#### Written exercise a:
Transcribe the passage of the retirement debt article below, starting at "This is really" and ending at "minimum payments, etc.".

#### Source text:
★ ★ ★ ★ ★

Mortgages and Debt in Retirement - Something to think about

Mortgages and debt in retirement – something to think about

 
 Earlier this week, CIBC released the results of a poll conducted by Harris-Decima concerning the baby boomer generation and their level of debt. This is our largest demographic and approximately 46% of Canadians aged 45-64 are still paying on a mortgage, while at least 75% of those interviewed still have some form of consumer debt. Of those interviewed, 42% say this is a hindrance to their financial and retirement goals – nothing unexpected there.

 

 

This is really something to think about. For most, having debt is like an elephant in the room. From the outside, no one really knows your situation, but in your mind it may be all your thinking about – balances, missed payments, minimum payments, etc.

★ ★ ★ ★ ★

#### Records for the exercise:
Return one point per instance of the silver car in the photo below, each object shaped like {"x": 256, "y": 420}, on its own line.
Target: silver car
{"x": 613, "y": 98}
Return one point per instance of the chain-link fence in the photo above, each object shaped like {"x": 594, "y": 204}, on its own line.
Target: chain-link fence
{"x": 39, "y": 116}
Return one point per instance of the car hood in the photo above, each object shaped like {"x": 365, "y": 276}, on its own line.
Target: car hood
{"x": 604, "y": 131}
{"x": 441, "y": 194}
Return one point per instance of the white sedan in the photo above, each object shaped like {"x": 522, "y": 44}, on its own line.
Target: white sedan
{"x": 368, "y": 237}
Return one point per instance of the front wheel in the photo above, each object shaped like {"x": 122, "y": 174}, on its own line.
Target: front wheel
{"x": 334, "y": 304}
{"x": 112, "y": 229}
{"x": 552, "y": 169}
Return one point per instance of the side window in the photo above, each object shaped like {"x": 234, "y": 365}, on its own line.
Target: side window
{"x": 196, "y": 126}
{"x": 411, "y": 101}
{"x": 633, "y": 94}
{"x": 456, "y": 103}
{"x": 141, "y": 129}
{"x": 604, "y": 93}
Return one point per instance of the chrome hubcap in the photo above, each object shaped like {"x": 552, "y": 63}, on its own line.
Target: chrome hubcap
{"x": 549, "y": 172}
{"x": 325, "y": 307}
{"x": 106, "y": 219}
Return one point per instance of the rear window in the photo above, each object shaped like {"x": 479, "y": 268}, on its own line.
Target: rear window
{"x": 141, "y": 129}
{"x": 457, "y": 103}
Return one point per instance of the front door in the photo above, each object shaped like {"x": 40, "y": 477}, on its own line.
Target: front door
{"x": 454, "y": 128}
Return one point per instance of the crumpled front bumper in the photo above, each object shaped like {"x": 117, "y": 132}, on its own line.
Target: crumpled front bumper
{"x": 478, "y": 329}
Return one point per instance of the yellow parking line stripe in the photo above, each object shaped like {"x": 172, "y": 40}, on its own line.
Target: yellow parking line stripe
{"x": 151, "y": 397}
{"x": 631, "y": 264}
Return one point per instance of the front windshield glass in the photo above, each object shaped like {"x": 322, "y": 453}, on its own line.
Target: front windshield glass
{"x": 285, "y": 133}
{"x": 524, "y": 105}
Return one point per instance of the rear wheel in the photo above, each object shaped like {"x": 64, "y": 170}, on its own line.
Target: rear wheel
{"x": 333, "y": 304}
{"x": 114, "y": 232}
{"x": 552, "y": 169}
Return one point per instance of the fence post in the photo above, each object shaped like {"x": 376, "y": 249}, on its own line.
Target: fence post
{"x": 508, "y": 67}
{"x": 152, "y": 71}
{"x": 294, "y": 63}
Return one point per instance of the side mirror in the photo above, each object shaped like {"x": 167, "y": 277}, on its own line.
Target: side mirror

★ ★ ★ ★ ★

#### Written exercise b:
Collect every line of the records above that contains the string "post".

#### Worked solution a:
This is really something to think about. For most, having debt is like an elephant in the room. From the outside, no one really knows your situation, but in your mind it may be all your thinking about – balances, missed payments, minimum payments, etc.

#### Worked solution b:
Return one point per instance of the fence post in the photo above, each object shaped like {"x": 376, "y": 249}, on its own line.
Target: fence post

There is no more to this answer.